▶ Task goal:
Copy the study site description below word for word, from its first sentence to its last.

▶ Document section:

►

The study site is located in the North Temperate Zone and continental monsoon area. This region is cold and arid in the winter, and hot and rainy in the summer, with heavy rainfall and high temperatures in the same season. The annual average air temperature is 1.5°C, ranging from typical mean maximum temperature of 32°C in the summer to a typical mean minimum temperature of –37°C in the winter. The annual mean rainfall is about 500 mm. The average air temperature and rainfall during the growing season (1 May to 30 Sept.) is 18.1°C and 423 mm, respectively.

The Experimental Site
The study was performed at Hailun Agricultural Ecology Experimental Station (HAEES), Chinese Academy of Science, located in Hailun City (47°26' N and 126°38' E), in northeast China. The soil is a fine-silty, mixed, superactive, mesic Typic Argiboroll (Lee Burras, personal communication, 2005) referred to as "black soil" in China. Physical and chemical properties of this soil (0–0.2 m) are: 10% sand (1–0.05 mm), 55% silt (0.05–0.001 mm), 35% clay (<0.001 mm); 0.056 kg kg^–1 organic matter; 0.0026 kg kg^–1 total N, pH of 6.80; and wilting-point gravimetric water content of 11.2% (Meng et al., 1996). The topsoil and subsoil texture of this loess-derived soil is similar (silty clay loam). There is also no significant spatial variability of soil texture in the surface 0.6 m of the 20-ha field in which these trials were conducted (Meng and Zhang, 1996).

◄

▶ Dataset records:
►

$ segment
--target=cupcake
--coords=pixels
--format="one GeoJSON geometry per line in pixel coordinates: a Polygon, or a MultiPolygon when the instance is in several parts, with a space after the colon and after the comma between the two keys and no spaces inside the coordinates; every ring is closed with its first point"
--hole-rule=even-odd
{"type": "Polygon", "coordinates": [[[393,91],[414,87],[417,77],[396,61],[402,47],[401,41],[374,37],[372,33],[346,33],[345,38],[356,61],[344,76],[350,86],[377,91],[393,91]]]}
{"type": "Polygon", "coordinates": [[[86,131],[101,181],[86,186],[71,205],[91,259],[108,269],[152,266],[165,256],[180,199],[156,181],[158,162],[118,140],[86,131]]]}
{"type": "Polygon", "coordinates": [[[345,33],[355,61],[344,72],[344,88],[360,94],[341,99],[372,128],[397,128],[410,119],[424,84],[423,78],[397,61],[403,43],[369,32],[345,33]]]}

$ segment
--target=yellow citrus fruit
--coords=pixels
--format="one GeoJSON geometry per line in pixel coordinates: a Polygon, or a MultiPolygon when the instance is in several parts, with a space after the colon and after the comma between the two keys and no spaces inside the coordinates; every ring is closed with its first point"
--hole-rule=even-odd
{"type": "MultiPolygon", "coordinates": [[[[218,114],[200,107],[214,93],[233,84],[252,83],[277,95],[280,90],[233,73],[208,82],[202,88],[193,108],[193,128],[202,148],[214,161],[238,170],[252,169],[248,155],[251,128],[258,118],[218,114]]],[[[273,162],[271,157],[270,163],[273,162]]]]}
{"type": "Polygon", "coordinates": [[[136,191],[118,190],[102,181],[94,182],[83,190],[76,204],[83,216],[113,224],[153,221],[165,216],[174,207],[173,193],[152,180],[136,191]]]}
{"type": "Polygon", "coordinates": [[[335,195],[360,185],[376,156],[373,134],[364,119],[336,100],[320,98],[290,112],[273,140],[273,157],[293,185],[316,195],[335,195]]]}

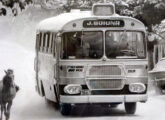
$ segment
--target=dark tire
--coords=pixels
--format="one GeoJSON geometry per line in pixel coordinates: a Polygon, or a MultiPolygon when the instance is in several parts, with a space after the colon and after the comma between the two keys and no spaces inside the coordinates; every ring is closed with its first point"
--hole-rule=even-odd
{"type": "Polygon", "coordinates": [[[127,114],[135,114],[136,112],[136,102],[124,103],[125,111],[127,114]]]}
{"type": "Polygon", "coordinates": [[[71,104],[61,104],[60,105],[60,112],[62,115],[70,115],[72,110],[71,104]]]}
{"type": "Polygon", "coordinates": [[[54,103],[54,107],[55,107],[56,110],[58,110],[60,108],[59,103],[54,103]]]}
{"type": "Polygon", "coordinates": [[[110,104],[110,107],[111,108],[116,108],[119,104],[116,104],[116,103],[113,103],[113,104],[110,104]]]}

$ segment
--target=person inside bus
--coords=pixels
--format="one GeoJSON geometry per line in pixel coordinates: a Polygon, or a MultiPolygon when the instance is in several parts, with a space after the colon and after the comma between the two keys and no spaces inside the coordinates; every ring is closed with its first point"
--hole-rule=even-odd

◄

▶ Final answer:
The study site is located in the North Temperate Zone and continental monsoon area. This region is cold and arid in the winter, and hot and rainy in the summer, with heavy rainfall and high temperatures in the same season. The annual average air temperature is 1.5°C, ranging from typical mean maximum temperature of 32°C in the summer to a typical mean minimum temperature of –37°C in the winter. The annual mean rainfall is about 500 mm. The average air temperature and rainfall during the growing season (1 May to 30 Sept.) is 18.1°C and 423 mm, respectively.

The Experimental Site
The study was performed at Hailun Agricultural Ecology Experimental Station (HAEES), Chinese Academy of Science, located in Hailun City (47°26' N and 126°38' E), in northeast China. The soil is a fine-silty, mixed, superactive, mesic Typic Argiboroll (Lee Burras, personal communication, 2005) referred to as "black soil" in China. Physical and chemical properties of this soil (0–0.2 m) are: 10% sand (1–0.05 mm), 55% silt (0.05–0.001 mm), 35% clay (<0.001 mm); 0.056 kg kg^–1 organic matter; 0.0026 kg kg^–1 total N, pH of 6.80; and wilting-point gravimetric water content of 11.2% (Meng et al., 1996). The topsoil and subsoil texture of this loess-derived soil is similar (silty clay loam). There is also no significant spatial variability of soil texture in the surface 0.6 m of the 20-ha field in which these trials were conducted (Meng and Zhang, 1996).